#### Enunciado A
Cite o trecho do texto sobre machismo que vai de "Mas eles também" até "currículo das jornalistas.".

#### Texto extraído
*-*-*
Mesmo que muitas mulheres não aceitem mais caladas, há um ódio às pautas identitárias, visível principalmente no Grande Tribunal das Redes Sociais, onde neste momento muitos que ainda conseguem arrastar a leitura além de um primeiro parágrafo já babam sobre os teclados prontos para metralhar contra o ‘politicamente correto’.
Não só trogloditas, mas também tontinhas submissas a uma sociedade patriarcal que lhes permite apenas ganhar menos do que os homens, com o mesmo estudo, no cargo que for, e fazem coro com o machismo ao mandar a feminista se depilar.
Óbvio que muitos desses idiotas, em suas camisas da CBF, cabelos e barbas bem talhadas, bebendo, rindo e ‘brincando’ em volta da jornalista, também são parte dos revoltados com a política, os que postam meme sobre os nove dedos do Lula, os que não admitem ter votado na Dilma, no Temer ou no Aécio, e que volta e meia querem matar o presidente ou eleger um tipo como Bolsonaro.
Mas eles também podem ser você.
Conversei hoje com duas colegas sobre o deplorável espetáculo. Pelos relatos, o drible ao assédio deveria valer pontos no currículo das jornalistas.
*-*-*
(Entradas de segmentação de imagem)
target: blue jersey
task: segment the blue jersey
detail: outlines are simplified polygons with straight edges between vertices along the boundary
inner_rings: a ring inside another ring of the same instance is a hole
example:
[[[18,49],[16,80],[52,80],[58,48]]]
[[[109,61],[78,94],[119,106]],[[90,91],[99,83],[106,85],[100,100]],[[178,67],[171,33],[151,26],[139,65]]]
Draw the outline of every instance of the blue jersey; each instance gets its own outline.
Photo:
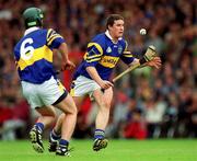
*-*-*
#### Enunciado B
Imprima todas as linhas das entradas de segmentação de imagem tal como aparecem, deixando as imagens de fora.

#### Resposta final A
Mas eles também podem ser você.
Conversei hoje com duas colegas sobre o deplorável espetáculo. Pelos relatos, o drible ao assédio deveria valer pontos no currículo das jornalistas.

#### Resposta final B
target: blue jersey
task: segment the blue jersey
detail: outlines are simplified polygons with straight edges between vertices along the boundary
inner_rings: a ring inside another ring of the same instance is a hole
example:
[[[18,49],[16,80],[52,80],[58,48]]]
[[[109,61],[78,94],[119,106]],[[90,91],[99,83],[106,85],[100,100]],[[178,67],[171,33],[151,26],[139,65]]]
Draw the outline of every instance of the blue jersey; each instance gets its own outline.
Photo:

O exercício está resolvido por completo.